### What is asked
a) In the page on exporting to RADMC-3D, restate the part that opens with the words containing "Next, load up" and closes with "writer = RadMC3DWriter(ds)", swapping "dataset" for "snapshot".
b) According to the page on exporting to RADMC-3D, which data format can the exporter currently write?
c) Carry on the page on exporting to RADMC-3D from the point where it stops.

### Document segment
● ● ● ● ● ● ●

Exporting to RADMC-3D

New in version 2.6.


Above: a sample image showing the continuum dust emission image around a massive protostar made using RADMC-3D and plotted with pyplot.

RADMC-3D is a three-dimensional Monte-Carlo radiative transfer code that is capable of handling both line and continuum emission. yt comes equipped with a RadMC3DWriter class that exports AMR data to a format that RADMC-3D can read. Currently, only the ASCII-style data format is supported. In principle, this allows one to use RADMC-3D to make synthetic observations from any simulation data format that yt recognizes.

Continuum Emission

To compute thermal emission intensities, RADMC-3D needs several inputs files that describe the spatial distribution of the dust and photon sources. To create these files, first import the RADMC-3D exporter, which is not loaded into your environment by default:

import yt
import numpy as np
from yt.analysis_modules.radmc3d_export.api import RadMC3DWriter, RadMC3DSource

Next, load up a dataset and instantiate the RadMC3DWriter. For this example, we’ll use the “StarParticle” dataset, available here.

ds = yt.load("StarParticles/plrd01000/")
writer = RadMC3DWriter(ds)

● ● ● ● ● ● ●

### Given information
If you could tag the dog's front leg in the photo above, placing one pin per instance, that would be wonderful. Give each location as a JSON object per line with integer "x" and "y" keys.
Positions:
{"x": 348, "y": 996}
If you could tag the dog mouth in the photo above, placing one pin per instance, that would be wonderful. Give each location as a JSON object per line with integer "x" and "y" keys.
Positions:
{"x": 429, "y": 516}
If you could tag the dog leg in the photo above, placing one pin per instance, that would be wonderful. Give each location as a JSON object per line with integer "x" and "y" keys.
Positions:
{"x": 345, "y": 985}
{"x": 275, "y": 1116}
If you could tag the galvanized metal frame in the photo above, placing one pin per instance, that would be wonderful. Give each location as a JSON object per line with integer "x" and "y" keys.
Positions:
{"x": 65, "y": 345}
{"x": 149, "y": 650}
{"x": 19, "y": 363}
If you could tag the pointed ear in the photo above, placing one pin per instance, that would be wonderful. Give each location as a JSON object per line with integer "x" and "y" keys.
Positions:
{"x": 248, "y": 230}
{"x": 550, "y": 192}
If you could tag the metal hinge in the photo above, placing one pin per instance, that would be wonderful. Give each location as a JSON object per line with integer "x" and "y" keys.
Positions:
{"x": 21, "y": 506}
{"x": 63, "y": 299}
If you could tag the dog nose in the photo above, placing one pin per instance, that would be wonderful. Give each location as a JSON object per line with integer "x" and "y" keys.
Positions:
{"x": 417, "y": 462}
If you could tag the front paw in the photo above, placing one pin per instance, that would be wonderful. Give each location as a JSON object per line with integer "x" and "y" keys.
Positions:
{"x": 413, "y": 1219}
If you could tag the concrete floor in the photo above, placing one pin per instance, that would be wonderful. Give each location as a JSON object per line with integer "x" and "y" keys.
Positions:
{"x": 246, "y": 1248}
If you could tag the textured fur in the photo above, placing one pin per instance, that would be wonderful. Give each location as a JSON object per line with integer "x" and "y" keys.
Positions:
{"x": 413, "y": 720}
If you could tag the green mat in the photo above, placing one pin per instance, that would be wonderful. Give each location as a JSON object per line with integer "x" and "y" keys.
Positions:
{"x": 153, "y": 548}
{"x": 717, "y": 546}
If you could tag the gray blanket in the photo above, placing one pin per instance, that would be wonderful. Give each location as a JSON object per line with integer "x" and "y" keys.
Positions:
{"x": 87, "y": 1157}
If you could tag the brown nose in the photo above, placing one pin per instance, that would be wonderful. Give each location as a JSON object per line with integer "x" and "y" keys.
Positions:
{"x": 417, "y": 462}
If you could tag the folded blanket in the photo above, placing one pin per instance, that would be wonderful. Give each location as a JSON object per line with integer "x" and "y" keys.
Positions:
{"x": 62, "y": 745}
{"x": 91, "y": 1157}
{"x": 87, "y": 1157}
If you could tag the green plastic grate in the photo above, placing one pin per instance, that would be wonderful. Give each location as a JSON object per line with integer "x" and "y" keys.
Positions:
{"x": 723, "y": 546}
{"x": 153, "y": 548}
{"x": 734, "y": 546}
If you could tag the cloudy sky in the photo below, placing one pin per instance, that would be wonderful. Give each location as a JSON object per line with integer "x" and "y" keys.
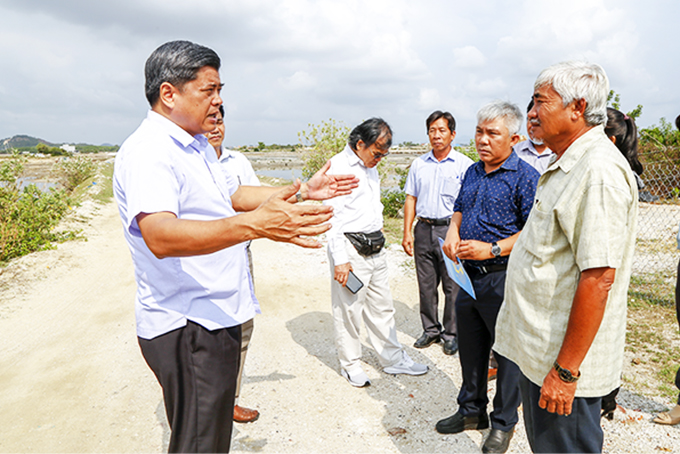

● ● ● ● ● ● ●

### Answers to the exercises
a)
Next, load up a snapshot and instantiate the RadMC3DWriter. For this example, we’ll use the “StarParticle” snapshot, available here.

ds = yt.load("StarParticles/plrd01000/")
writer = RadMC3DWriter(ds)

b) Only the ASCII-style data format.

c)
The first data file to create is the “amr_grid.inp” file, which describes the structure of the AMR index. To create this file, simply call:


Next, we must give RADMC-3D information about the dust density. To do this, we define a field that calculates the dust density in each cell. We assume a constant dust-to-gas mass ratio of 0.01:

dust_to_gas = 0.01
def _DustDensity(field, data):
    return dust_to_gas * data["density"]
ds.add_field(("gas", "dust_density"), function=_DustDensity, units="g/cm**3")

We save this information into a file called “dust_density.inp”.

writer.write_dust_file(("gas", "dust_density"), "dust_density.inp")

Finally, we must give RADMC-3D information about any stellar sources that are present. To do this, we have provided the RadMC3DSource class. For this example, we place a single source with temperature 5780 K at the center of the domain:

radius_cm = 6.96e10
mass_g = 1.989e33
position_cm = [0.0, 0.0, 0.0]
temperature_K = 5780.0
star = RadMC3DSource(radius_cm, mass_g, position_cm, temperature_K)

sources_list = [star]
wavelengths_micron = np.logspace(-1.0, 4.0, 1000)

writer.write_source_files(sources_list, wavelengths_micron)

The last line creates the files “stars.inp” and “wavelength_micron.inp”, which describe the locations and spectra of the stellar sources as well as the wavelengths RADMC-3D will use in it’s calculations.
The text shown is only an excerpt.